**Set problem:** Retype each of the items below word for word, keeping every line unchanged.

**Data for processing:**

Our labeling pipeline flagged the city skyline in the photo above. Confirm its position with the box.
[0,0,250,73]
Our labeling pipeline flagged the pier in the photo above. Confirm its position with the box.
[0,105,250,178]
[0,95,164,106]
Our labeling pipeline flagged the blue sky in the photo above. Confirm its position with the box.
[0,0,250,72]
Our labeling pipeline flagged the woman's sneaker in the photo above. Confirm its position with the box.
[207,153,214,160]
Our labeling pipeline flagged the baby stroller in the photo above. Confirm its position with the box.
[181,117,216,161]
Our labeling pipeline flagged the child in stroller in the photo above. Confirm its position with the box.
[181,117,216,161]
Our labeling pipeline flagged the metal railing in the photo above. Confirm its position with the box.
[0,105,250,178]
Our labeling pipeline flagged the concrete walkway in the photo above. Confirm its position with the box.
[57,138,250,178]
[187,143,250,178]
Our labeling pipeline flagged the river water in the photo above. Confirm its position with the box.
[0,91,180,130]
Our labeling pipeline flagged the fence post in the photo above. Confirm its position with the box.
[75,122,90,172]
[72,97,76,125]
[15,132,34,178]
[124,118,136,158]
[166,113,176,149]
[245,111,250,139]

**Result:**
Our labeling pipeline flagged the city skyline in the photo above. Confirm its position with the box.
[0,0,250,73]
Our labeling pipeline flagged the pier in the photo above. Confirm its position with the box.
[0,105,250,178]
[0,95,164,106]
Our labeling pipeline flagged the blue sky in the photo above. Confirm its position with the box.
[0,0,250,72]
Our labeling pipeline flagged the woman's sneaker in the photo above. Confirm its position with the box.
[207,153,214,160]
Our labeling pipeline flagged the baby stroller in the photo above. Confirm its position with the box.
[181,117,216,161]
Our labeling pipeline flagged the child in stroller in the photo above. Confirm its position with the box.
[181,117,216,161]
Our labeling pipeline flagged the metal railing in the photo above. Confirm its position with the box.
[0,105,250,178]
Our labeling pipeline flagged the concrete walkway in the photo above. Confirm its position with the box.
[57,138,250,178]
[187,143,250,178]
Our labeling pipeline flagged the river water in the photo above. Confirm its position with the box.
[0,91,180,130]
Our labeling pipeline flagged the fence post in the photo above. Confirm its position with the box.
[75,122,90,172]
[72,97,76,125]
[15,132,34,178]
[124,118,136,158]
[166,113,176,149]
[245,111,250,139]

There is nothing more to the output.